**Your objective**
In the data below, switch every "Produce" to "Draw" and give all the lines back otherwise unchanged. Leave the pictures out.

Input records start

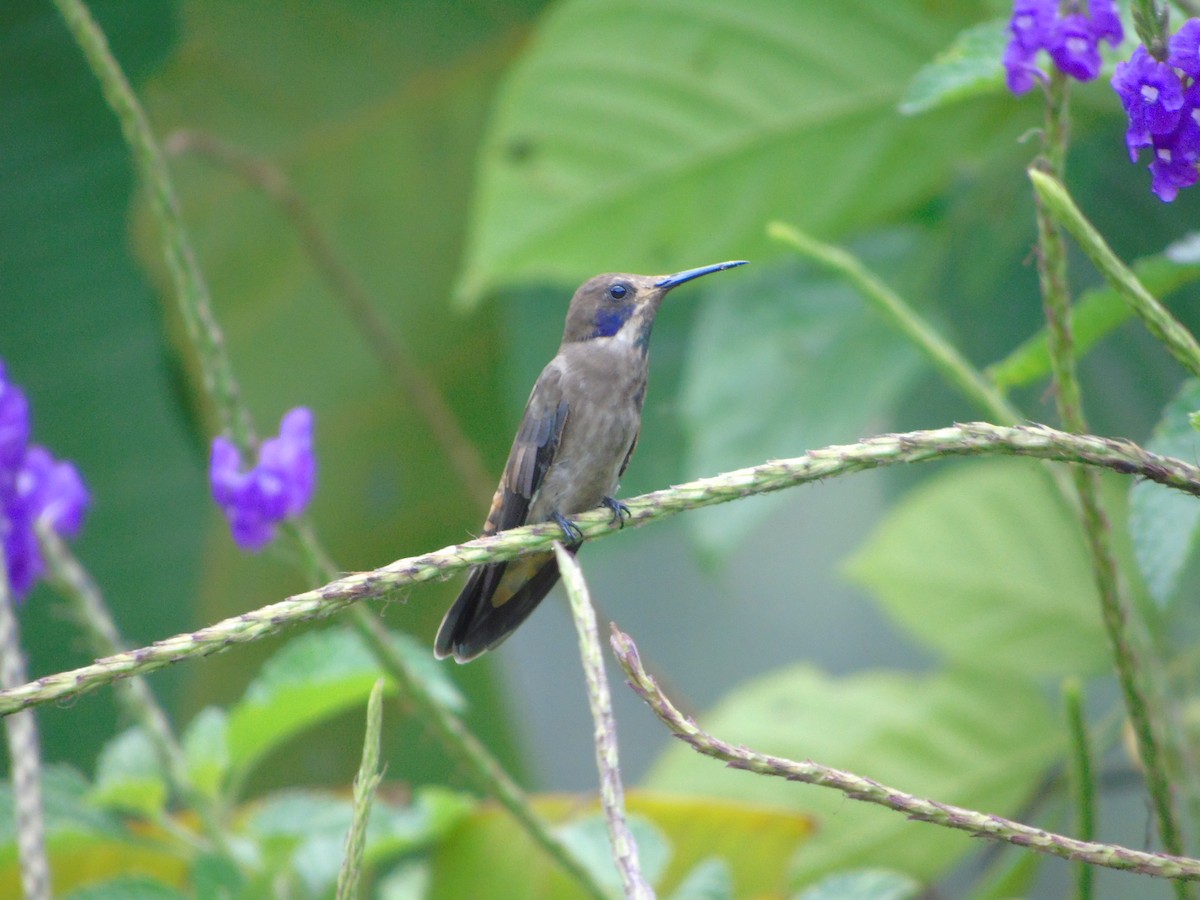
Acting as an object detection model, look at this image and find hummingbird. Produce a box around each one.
[433,259,745,662]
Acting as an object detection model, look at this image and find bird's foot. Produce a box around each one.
[600,497,634,528]
[553,512,583,550]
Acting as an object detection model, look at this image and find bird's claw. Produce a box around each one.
[553,512,583,550]
[600,497,634,528]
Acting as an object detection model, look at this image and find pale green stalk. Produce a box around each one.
[1062,678,1096,900]
[0,422,1200,715]
[0,571,50,900]
[554,541,654,900]
[337,678,385,900]
[1030,169,1200,377]
[1030,71,1188,878]
[54,0,604,898]
[612,628,1200,881]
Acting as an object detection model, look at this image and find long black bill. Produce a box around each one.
[654,259,746,288]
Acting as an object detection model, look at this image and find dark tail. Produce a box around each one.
[433,553,558,662]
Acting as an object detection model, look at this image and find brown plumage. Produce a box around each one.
[434,262,743,662]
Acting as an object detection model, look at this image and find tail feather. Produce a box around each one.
[433,553,558,662]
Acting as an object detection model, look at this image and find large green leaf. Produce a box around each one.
[680,232,923,554]
[134,0,544,784]
[460,0,1016,299]
[227,628,462,773]
[845,461,1108,676]
[0,0,205,770]
[900,19,1009,115]
[646,666,1060,896]
[1129,379,1200,606]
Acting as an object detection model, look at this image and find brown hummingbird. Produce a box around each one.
[433,260,745,662]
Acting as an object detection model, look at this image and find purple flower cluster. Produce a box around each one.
[1004,0,1124,94]
[209,407,317,551]
[1112,19,1200,203]
[0,361,88,599]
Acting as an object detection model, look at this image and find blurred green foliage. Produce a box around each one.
[7,0,1200,896]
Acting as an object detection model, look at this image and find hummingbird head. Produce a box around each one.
[563,259,745,353]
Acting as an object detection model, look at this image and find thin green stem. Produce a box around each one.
[554,541,654,900]
[1062,678,1096,900]
[0,422,1200,715]
[767,222,1024,425]
[167,131,494,505]
[54,0,601,896]
[0,571,50,900]
[54,0,254,450]
[1030,72,1187,883]
[337,678,385,900]
[1030,169,1200,377]
[612,628,1200,881]
[36,522,236,863]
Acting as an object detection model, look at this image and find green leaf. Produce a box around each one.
[845,460,1109,676]
[458,0,1019,301]
[680,243,922,557]
[247,788,472,894]
[65,875,188,900]
[91,727,168,818]
[0,764,187,896]
[184,707,229,798]
[428,791,812,900]
[228,626,462,770]
[988,247,1200,389]
[1129,378,1200,607]
[671,857,733,900]
[558,812,671,894]
[796,869,920,900]
[900,19,1008,115]
[646,666,1061,896]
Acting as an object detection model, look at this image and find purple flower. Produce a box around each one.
[1008,0,1058,53]
[1166,19,1200,78]
[1150,84,1200,203]
[0,364,89,599]
[1046,14,1100,82]
[209,407,317,551]
[1112,47,1183,162]
[1003,0,1124,94]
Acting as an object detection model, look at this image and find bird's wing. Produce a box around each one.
[484,366,568,534]
[434,365,569,662]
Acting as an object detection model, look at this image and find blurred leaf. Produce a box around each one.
[0,764,187,896]
[65,876,188,900]
[845,460,1109,676]
[671,857,733,900]
[91,727,167,820]
[184,707,229,798]
[428,791,811,900]
[458,0,1018,301]
[680,240,922,556]
[247,788,472,895]
[137,0,545,791]
[646,666,1061,896]
[900,19,1009,115]
[988,247,1200,389]
[558,812,671,894]
[228,626,462,772]
[796,870,920,900]
[0,0,205,770]
[1129,378,1200,606]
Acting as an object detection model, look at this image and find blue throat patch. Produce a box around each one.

Input records end

**Written response**
Acting as an object detection model, look at this image and find hummingbird. Draw a box around each one.
[433,259,745,662]
Acting as an object detection model, look at this image and find bird's foot. Draw a box around each one.
[600,497,634,528]
[553,512,583,550]
Acting as an object detection model, look at this image and find bird's claw. Draw a box around each one.
[553,512,583,550]
[600,497,634,528]
Acting as an object detection model, look at this image and find pale green stalk. Draw a box around each one.
[1062,678,1096,900]
[0,422,1200,715]
[0,571,50,900]
[554,541,654,900]
[337,678,385,900]
[1030,169,1200,377]
[1030,71,1188,878]
[54,0,604,898]
[612,628,1200,881]
Acting as an object detection model, look at this image and find long black bill. Draw a box around each one.
[654,259,746,288]
Acting as an object detection model, look at this image and find dark tail. Draw a box around each one.
[433,553,558,662]
Acting as an object detection model, look at this image and find brown plumage. Draw a box around each one.
[434,262,743,662]
Acting as an object detection model, look at this image and find tail feather. Draw a box around each one.
[433,553,558,662]
Acting as an object detection model, look at this image and find large green leaf. Draw a box around each one.
[680,232,923,554]
[134,0,544,784]
[460,0,1016,299]
[227,628,462,773]
[845,461,1108,676]
[0,0,205,770]
[900,19,1009,115]
[646,666,1060,896]
[1129,379,1200,606]
Acting as an object detection model, look at this image and find brown hummingbird. Draw a box around each one.
[433,260,745,662]
Acting as an object detection model, look at this image and find purple flower cluster. Draw a box around each one.
[1004,0,1124,94]
[209,407,317,551]
[1112,19,1200,203]
[0,361,88,599]
Acting as an object detection model, look at this image and find blurred green foliage. Draw a box around each one.
[7,0,1200,896]
Acting as an object detection model, look at this image and find hummingbird head. Draw a box around each one.
[563,259,745,353]
Acting as an object detection model, look at this image and find thin green stem. Draw a box around each one.
[554,541,654,900]
[1062,678,1096,900]
[0,422,1200,715]
[767,222,1024,425]
[167,131,494,505]
[54,0,601,896]
[0,571,50,900]
[54,0,254,450]
[1030,72,1187,883]
[337,678,385,900]
[1030,169,1200,377]
[612,628,1200,881]
[36,522,236,863]
Acting as an object detection model, look at this image and find green leaf. Draw a box around each one.
[845,460,1109,676]
[458,0,1019,301]
[680,243,922,557]
[247,788,472,894]
[65,875,188,900]
[91,727,168,818]
[0,764,187,896]
[184,707,229,798]
[428,791,812,900]
[228,626,462,770]
[988,247,1200,389]
[1129,378,1200,607]
[671,857,733,900]
[558,812,671,894]
[796,869,920,900]
[900,19,1008,115]
[646,666,1061,896]
Acting as an object detection model, look at this image and find purple flower. Draw a box around each one.
[1008,0,1058,53]
[1166,19,1200,78]
[1150,84,1200,203]
[0,364,89,599]
[1046,14,1100,82]
[209,407,317,551]
[1112,47,1183,162]
[1003,0,1124,94]
Acting as an object detection model, look at this image and find bird's wing. Draw a box around each one.
[484,366,568,534]
[434,365,569,662]
Acting as an object detection model, look at this image and find blurred leaf. Draw a box around each one.
[0,764,187,896]
[65,876,188,900]
[845,460,1109,676]
[671,857,733,900]
[91,727,167,820]
[184,707,229,798]
[428,791,811,900]
[458,0,1018,301]
[680,240,922,556]
[247,788,472,895]
[137,0,545,791]
[646,666,1061,896]
[900,19,1009,115]
[988,247,1200,389]
[558,812,671,894]
[228,626,462,772]
[796,870,920,900]
[0,0,205,770]
[1129,378,1200,606]
Acting as an object detection model, look at this image and find blue throat patch. Draw a box around each one.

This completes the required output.